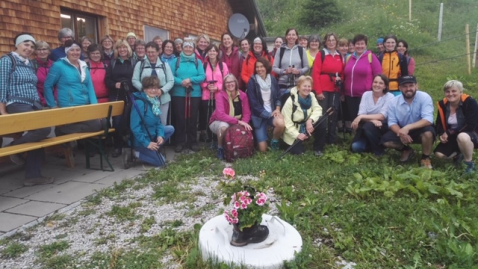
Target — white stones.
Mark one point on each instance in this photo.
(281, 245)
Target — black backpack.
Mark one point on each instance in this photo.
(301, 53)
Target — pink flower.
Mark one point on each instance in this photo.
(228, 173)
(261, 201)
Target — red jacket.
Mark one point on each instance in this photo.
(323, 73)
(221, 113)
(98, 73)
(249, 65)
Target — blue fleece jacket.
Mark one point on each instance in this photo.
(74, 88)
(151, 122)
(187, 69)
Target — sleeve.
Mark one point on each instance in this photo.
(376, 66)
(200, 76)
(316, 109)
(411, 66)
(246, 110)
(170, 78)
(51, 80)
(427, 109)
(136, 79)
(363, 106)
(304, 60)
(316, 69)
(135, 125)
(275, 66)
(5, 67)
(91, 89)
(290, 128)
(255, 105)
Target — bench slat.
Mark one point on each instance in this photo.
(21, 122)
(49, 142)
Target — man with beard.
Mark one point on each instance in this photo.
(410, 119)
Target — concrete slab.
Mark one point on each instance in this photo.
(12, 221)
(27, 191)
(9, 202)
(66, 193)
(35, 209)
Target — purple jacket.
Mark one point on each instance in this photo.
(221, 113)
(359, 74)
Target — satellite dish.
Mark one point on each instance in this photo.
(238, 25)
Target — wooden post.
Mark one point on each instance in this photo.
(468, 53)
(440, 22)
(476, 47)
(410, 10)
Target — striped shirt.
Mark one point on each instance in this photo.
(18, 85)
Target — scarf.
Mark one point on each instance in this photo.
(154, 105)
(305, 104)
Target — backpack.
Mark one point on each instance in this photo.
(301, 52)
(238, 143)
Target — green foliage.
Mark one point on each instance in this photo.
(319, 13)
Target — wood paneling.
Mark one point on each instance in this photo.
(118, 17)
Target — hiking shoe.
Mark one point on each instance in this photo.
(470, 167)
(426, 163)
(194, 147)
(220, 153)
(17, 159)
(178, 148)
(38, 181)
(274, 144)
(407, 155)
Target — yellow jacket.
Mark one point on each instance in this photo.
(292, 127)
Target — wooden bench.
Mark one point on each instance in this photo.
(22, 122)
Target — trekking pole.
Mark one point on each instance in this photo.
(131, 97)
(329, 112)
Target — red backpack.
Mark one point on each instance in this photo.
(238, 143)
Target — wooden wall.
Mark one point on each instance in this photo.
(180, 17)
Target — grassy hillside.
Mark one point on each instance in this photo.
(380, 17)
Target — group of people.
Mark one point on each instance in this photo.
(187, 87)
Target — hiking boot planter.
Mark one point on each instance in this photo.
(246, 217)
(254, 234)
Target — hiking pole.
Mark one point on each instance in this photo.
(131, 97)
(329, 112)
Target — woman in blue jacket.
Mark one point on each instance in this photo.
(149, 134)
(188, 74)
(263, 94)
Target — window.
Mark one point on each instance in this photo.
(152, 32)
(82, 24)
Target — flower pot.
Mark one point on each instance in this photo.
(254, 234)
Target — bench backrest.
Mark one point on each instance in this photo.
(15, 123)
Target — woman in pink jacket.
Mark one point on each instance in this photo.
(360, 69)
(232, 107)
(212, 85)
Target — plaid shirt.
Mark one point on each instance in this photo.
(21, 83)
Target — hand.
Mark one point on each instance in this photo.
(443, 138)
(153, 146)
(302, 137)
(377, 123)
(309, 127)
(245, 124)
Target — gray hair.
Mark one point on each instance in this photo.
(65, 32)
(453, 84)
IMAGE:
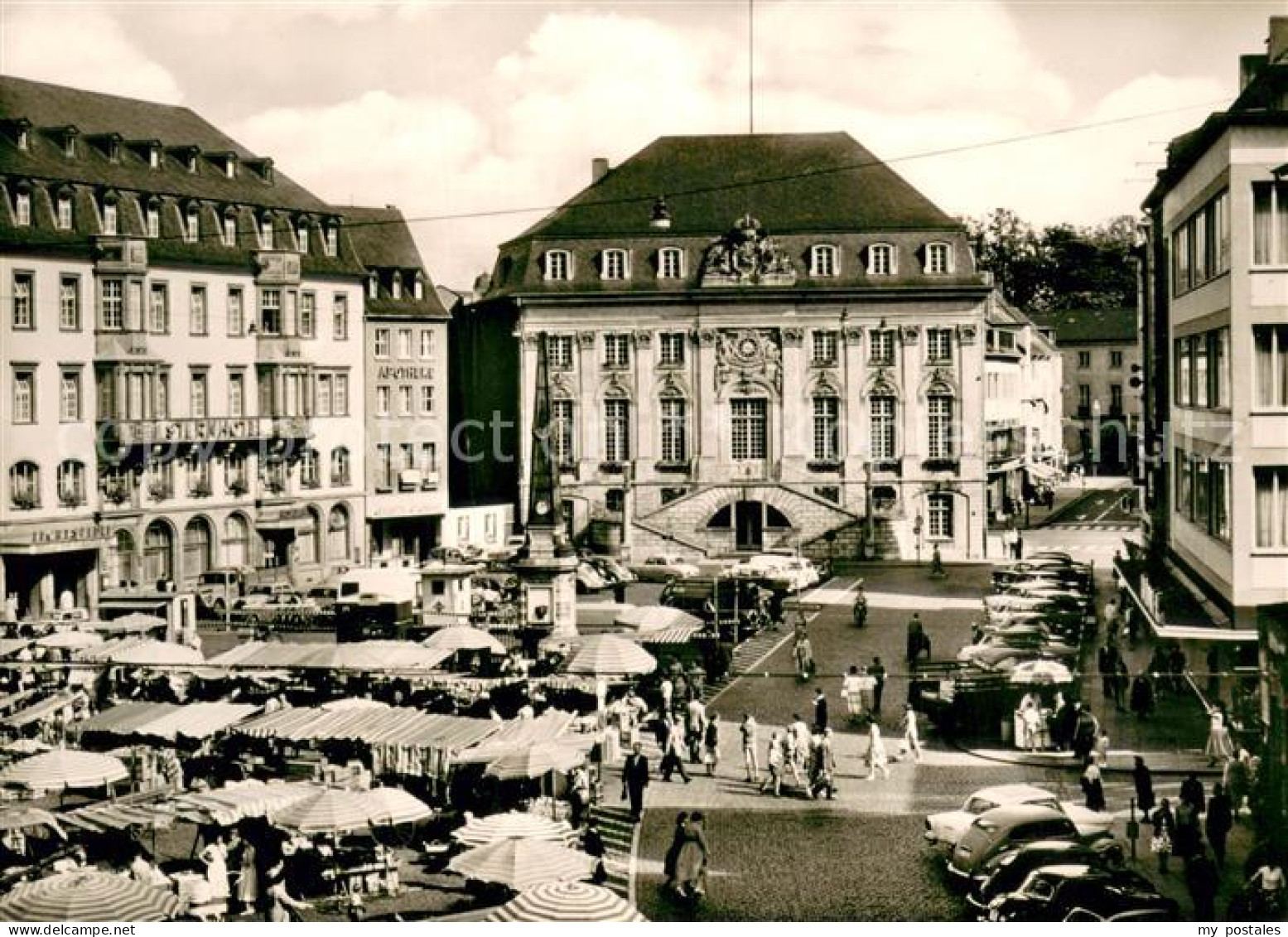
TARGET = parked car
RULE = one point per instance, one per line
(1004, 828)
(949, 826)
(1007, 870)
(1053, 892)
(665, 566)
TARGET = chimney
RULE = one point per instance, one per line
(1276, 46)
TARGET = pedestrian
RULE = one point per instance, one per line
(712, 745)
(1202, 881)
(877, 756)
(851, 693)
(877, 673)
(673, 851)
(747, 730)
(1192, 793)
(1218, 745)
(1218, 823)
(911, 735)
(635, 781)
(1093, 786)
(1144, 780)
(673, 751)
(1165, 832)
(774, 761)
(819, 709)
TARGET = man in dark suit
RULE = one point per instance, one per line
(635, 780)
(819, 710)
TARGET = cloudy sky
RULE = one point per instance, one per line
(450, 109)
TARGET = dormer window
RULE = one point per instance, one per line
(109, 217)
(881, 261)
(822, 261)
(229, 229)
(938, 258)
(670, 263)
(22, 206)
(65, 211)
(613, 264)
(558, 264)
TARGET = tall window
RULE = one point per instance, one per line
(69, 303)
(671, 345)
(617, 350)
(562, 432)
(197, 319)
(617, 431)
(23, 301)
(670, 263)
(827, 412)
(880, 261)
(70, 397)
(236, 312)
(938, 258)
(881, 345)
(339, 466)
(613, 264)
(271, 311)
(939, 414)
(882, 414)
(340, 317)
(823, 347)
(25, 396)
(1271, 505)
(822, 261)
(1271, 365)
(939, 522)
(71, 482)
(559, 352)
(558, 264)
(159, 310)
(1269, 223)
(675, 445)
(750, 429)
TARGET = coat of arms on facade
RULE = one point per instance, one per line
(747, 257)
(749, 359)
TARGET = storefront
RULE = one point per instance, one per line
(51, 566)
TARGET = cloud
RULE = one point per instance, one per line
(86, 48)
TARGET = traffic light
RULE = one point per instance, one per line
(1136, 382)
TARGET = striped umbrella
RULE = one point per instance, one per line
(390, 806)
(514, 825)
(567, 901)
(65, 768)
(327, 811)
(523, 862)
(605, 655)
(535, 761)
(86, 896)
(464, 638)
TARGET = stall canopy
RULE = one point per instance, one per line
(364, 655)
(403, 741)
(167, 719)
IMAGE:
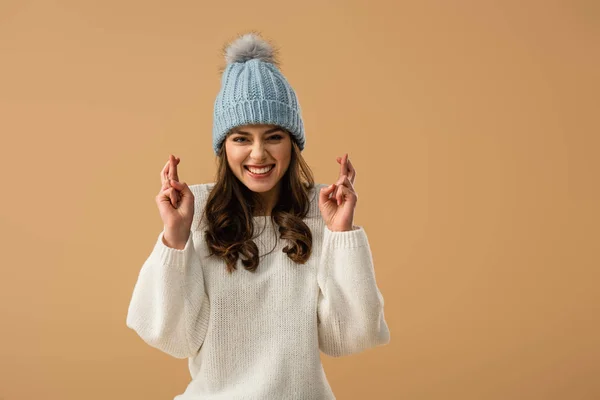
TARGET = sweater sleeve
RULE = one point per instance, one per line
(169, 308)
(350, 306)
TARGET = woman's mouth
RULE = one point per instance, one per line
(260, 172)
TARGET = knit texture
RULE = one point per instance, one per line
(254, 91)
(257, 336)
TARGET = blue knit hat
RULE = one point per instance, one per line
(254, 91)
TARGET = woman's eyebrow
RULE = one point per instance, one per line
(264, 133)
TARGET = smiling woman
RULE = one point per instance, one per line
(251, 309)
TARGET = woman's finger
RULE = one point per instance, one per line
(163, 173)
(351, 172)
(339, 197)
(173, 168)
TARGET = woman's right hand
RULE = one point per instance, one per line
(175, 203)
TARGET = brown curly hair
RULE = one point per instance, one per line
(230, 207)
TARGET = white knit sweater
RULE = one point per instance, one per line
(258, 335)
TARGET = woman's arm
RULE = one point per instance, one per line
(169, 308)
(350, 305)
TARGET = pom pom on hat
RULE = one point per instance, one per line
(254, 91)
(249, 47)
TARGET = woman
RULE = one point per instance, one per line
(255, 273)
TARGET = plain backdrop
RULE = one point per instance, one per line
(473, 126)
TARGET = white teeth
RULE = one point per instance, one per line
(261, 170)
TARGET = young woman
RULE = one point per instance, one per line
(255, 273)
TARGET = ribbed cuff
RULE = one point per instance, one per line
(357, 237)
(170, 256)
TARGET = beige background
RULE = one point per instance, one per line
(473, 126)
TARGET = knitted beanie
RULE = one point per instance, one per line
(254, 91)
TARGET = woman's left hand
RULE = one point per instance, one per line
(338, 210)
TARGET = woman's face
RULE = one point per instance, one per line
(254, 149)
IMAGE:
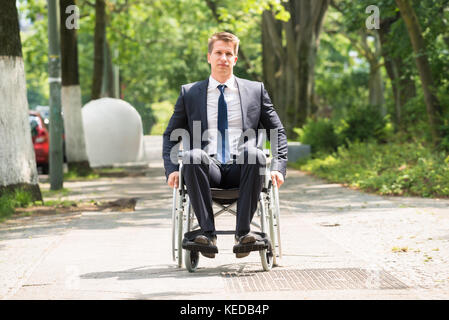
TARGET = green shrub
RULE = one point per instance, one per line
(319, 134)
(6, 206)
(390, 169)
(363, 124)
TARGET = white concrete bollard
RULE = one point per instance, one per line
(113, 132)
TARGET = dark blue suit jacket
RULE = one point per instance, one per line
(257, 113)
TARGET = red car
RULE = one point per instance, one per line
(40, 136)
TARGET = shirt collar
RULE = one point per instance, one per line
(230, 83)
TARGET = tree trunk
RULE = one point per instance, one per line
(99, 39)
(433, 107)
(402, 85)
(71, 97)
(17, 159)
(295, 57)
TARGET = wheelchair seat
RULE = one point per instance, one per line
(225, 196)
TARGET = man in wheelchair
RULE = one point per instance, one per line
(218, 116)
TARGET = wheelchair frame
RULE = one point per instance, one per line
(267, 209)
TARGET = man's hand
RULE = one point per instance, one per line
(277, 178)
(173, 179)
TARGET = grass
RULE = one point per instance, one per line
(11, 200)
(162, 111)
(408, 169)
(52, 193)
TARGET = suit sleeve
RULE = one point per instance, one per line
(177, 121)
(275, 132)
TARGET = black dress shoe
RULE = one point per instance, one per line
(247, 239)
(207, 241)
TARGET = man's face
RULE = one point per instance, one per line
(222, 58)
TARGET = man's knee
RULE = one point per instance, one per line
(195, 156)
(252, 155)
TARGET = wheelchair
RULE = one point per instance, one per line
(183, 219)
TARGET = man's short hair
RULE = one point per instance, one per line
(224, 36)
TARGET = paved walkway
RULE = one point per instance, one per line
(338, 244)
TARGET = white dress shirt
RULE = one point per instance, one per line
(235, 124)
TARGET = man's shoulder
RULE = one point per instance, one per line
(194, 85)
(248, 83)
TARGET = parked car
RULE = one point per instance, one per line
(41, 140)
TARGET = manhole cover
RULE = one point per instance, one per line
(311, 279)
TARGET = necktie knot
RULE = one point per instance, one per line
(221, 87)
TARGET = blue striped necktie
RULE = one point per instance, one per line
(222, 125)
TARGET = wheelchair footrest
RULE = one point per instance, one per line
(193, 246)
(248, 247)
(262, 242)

******************************

INSTRUCTIONS TO FOLLOW –
Out of the records above, please copy exactly the lines from the line with "TARGET = traffic light" up to and including the line with "TARGET = green shrub", minus the pictures.

OUTPUT BELOW –
TARGET = traffic light
RULE = one point per instance, one per line
(1136, 382)
TARGET = striped umbrella
RULE = one point per instance, one per line
(390, 806)
(514, 825)
(567, 901)
(65, 768)
(327, 811)
(523, 862)
(605, 655)
(535, 761)
(86, 896)
(464, 638)
TARGET = stall canopy
RULE = one point per instance, one per line
(364, 655)
(403, 741)
(167, 719)
IMAGE:
TARGET = sweater sleeve
RULE = one point per instance, one per line
(169, 308)
(350, 306)
TARGET = woman's mouth
RULE = one point per instance, one per line
(260, 172)
TARGET = knit texture
RULE = one point per instance, one per line
(254, 91)
(257, 336)
TARGET = blue knit hat
RULE = one point per instance, one per line
(254, 91)
TARGET = woman's eyebrow
RULE = one point per instance, one per line
(264, 133)
TARGET = smiling woman
RULE = one point per instance, one per line
(251, 309)
TARGET = woman's finger
RULE = one point per instance, one per line
(163, 173)
(351, 172)
(339, 197)
(173, 168)
TARGET = woman's right hand
RULE = one point per instance, one per line
(175, 203)
TARGET = brown curly hair
RULE = one point per instance, one per line
(230, 207)
TARGET = white knit sweater
RULE = one point per instance, one per line
(258, 335)
TARGET = woman's arm
RULE = one point per instance, one per line
(169, 308)
(350, 305)
TARGET = pom pom on hat
RULE = one point per instance, one per line
(254, 91)
(249, 47)
TARGET = woman
RULE = one point per instance, one per line
(255, 273)
TARGET = plain backdrop
RULE = one point per instance, one per line
(473, 126)
TARGET = white teeth
RULE = one point per instance, one per line
(261, 170)
TARGET = young woman
RULE = one point per instance, one per line
(255, 273)
TARGET = ribbed cuff
RULE = one point per instance, one per line
(357, 237)
(170, 256)
TARGET = beige background
RULE = one point per instance, one per line
(473, 126)
TARGET = knitted beanie
RULE = one point per instance, one per line
(254, 91)
TARGET = woman's left hand
RULE = one point per instance, one per line
(338, 210)
TARGET = woman's face
RULE = one point per instance, one per line
(254, 149)
IMAGE:
TARGET = green shrub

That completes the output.